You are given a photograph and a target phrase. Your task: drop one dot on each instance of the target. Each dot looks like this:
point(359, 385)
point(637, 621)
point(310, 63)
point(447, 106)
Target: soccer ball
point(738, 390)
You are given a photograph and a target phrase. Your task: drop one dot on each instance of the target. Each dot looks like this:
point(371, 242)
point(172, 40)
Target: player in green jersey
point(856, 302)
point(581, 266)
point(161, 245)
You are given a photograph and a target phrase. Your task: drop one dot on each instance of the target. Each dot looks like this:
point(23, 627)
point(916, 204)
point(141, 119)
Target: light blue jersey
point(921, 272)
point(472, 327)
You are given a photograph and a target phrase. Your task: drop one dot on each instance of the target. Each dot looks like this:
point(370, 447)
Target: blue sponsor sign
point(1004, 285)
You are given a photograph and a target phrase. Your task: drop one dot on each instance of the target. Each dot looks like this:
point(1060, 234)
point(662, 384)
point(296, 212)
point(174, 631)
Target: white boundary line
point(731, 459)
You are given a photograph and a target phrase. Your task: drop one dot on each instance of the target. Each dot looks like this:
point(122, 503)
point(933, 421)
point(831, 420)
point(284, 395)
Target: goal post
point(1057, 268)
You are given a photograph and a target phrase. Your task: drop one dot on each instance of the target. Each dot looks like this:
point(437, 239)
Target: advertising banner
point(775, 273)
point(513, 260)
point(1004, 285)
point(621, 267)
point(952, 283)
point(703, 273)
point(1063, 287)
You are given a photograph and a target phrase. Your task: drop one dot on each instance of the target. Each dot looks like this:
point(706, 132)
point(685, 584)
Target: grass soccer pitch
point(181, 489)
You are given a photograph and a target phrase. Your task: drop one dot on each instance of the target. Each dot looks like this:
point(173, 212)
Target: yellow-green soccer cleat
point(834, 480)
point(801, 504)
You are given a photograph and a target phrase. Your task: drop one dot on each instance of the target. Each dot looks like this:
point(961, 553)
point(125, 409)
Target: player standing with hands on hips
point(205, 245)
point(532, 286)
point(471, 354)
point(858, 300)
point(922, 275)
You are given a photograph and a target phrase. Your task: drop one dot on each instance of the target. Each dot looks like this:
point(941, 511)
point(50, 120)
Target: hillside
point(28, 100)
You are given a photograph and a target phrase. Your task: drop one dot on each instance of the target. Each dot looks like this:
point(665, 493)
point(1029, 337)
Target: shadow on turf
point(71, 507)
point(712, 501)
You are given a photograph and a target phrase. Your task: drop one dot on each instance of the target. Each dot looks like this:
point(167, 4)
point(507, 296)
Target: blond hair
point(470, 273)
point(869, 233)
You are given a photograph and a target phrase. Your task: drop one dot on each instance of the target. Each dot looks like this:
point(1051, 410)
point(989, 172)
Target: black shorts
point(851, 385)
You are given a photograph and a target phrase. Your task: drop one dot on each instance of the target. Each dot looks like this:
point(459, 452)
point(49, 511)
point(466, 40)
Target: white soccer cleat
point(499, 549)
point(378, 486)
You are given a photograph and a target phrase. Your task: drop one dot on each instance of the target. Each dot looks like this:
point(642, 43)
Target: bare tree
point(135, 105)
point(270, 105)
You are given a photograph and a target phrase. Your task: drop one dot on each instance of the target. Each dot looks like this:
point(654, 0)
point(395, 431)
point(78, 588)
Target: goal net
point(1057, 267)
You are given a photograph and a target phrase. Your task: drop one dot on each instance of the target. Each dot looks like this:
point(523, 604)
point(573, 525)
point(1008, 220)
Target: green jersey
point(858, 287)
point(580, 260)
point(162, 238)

→ What the task requires
Exactly reproduce the line containing "Target: white soccer cleat" and all lines after it in the material, stopping only at the end.

→ Worked solution
Target: white soccer cleat
point(499, 549)
point(378, 486)
You are given a photograph and a target phrase. Your task: drop one dot on each instance of the target. Each dot looks like this:
point(642, 43)
Target: bare tree
point(135, 105)
point(270, 105)
You are given a photograph and a target phrase. Your task: drop one dot on each instance of the target. Each dot looks like this:
point(654, 0)
point(395, 431)
point(78, 588)
Target: goal net
point(1057, 267)
You are given a photograph and a target phrase. Your task: drop one dot on each instance of the target. Each dot looks like this:
point(523, 604)
point(573, 525)
point(1008, 220)
Target: green jersey
point(858, 287)
point(580, 260)
point(162, 238)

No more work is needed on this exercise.